- DATA:
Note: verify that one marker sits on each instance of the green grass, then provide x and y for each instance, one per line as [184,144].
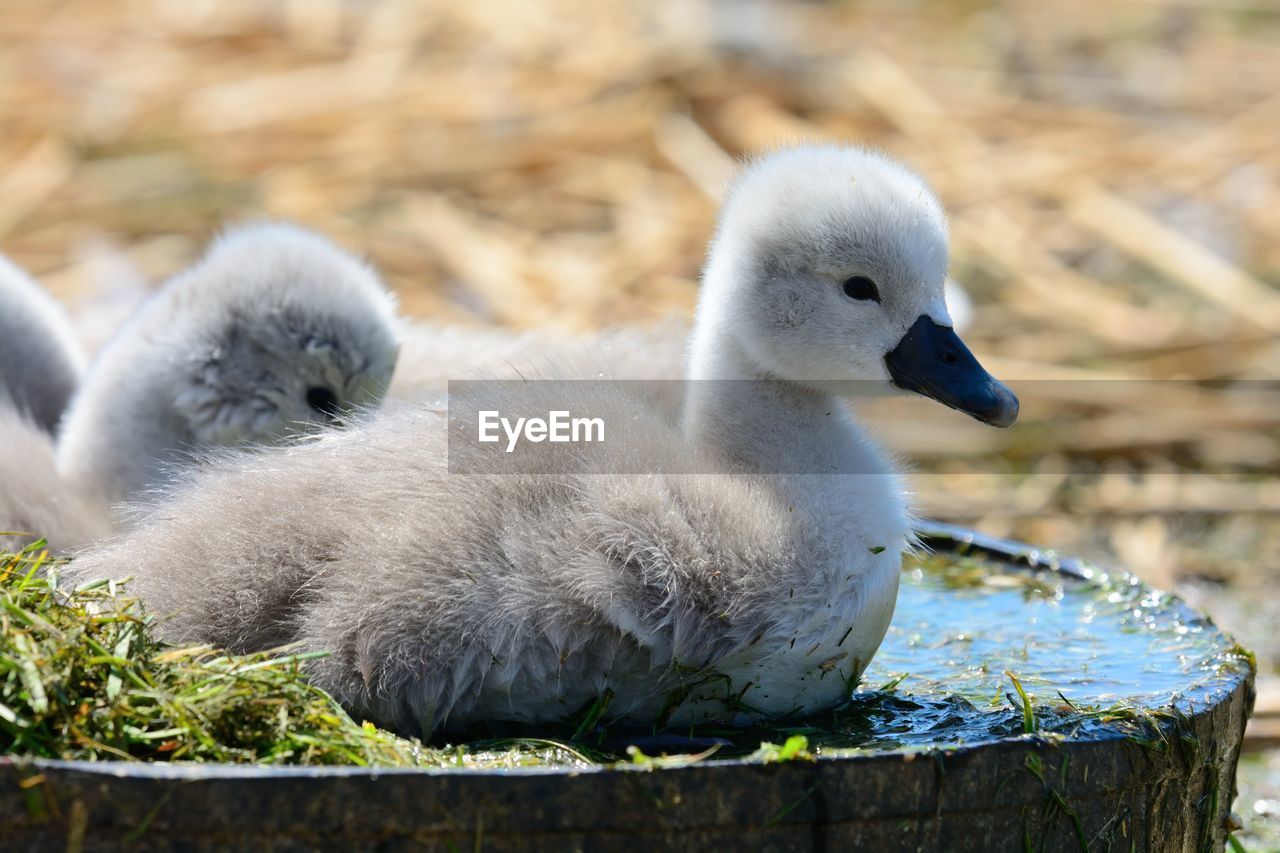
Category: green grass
[83,676]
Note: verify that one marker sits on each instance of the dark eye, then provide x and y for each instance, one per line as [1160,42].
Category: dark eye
[323,401]
[859,287]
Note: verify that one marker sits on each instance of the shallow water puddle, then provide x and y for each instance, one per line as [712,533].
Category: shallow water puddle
[1096,657]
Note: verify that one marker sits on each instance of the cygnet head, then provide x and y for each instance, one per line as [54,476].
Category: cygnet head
[273,332]
[828,267]
[286,331]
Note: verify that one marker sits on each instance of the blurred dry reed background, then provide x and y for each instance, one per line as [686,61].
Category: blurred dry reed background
[1112,173]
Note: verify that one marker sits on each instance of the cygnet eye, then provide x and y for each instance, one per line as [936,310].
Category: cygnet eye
[323,401]
[859,287]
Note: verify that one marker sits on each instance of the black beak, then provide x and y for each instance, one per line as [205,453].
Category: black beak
[932,360]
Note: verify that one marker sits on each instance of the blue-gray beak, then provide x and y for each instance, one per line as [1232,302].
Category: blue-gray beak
[932,360]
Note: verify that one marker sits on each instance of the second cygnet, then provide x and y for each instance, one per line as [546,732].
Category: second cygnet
[273,332]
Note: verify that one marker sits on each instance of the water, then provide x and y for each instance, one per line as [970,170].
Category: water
[1096,658]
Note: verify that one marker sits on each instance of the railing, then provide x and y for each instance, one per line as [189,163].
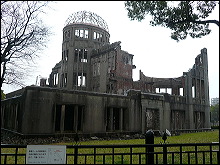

- GOAL OF THE EXERCISE: Can you retype all of the records above line for line, leaving the pictures out of your answer?

- COMPLETE RESPONSE:
Note: verify that one marker sits on each instance of the green grass, then provide x and y for each instance, one per line as [184,144].
Category: green grass
[83,676]
Note: verify that one marker sits on each instance of the dark eye, then provide x and y for each instance, one per line as [1160,42].
Category: dark eye
[323,401]
[859,287]
Note: verify that one marker sits on each instance of the shallow water puddle, then provide x and y for each instance, one per line as [712,533].
Category: shallow water puddle
[1096,657]
Note: verify that one marker sits on each instance of the cygnet head, then provide x and y for each instance, one per line as [54,476].
Category: cygnet head
[273,332]
[828,267]
[286,331]
Note: verify that one marker sits on each instance of the blurred dry reed background, then provide x and y for each instance, one per line as [686,61].
Category: blurred dry reed background
[1112,173]
Note: verify that one marker sits on each instance of the cygnet eye, then provide x and y for each instance, one per line as [936,310].
Category: cygnet eye
[323,401]
[859,287]
Note: verify that one marker sits on each instance of the black beak, then provide x and y for each instance, one per line as [205,453].
Category: black beak
[932,360]
Note: verify that one marker sits on each instance of the blue-gray beak, then provide x and y for each instance, one per line as [1232,302].
Category: blue-gray beak
[932,360]
Note: verify that one marker sits on each instance of the second cygnet, then provide x and y for each instance, one per line as [546,732].
Category: second cygnet
[273,332]
Note: verify that one marker sits on each instance of the water, then provide x and y for each instance, one per line as [970,170].
Category: water
[1096,658]
Note: verify that one marker sits on each instance of the railing, then provide x and y for each instance, one per line as [189,163].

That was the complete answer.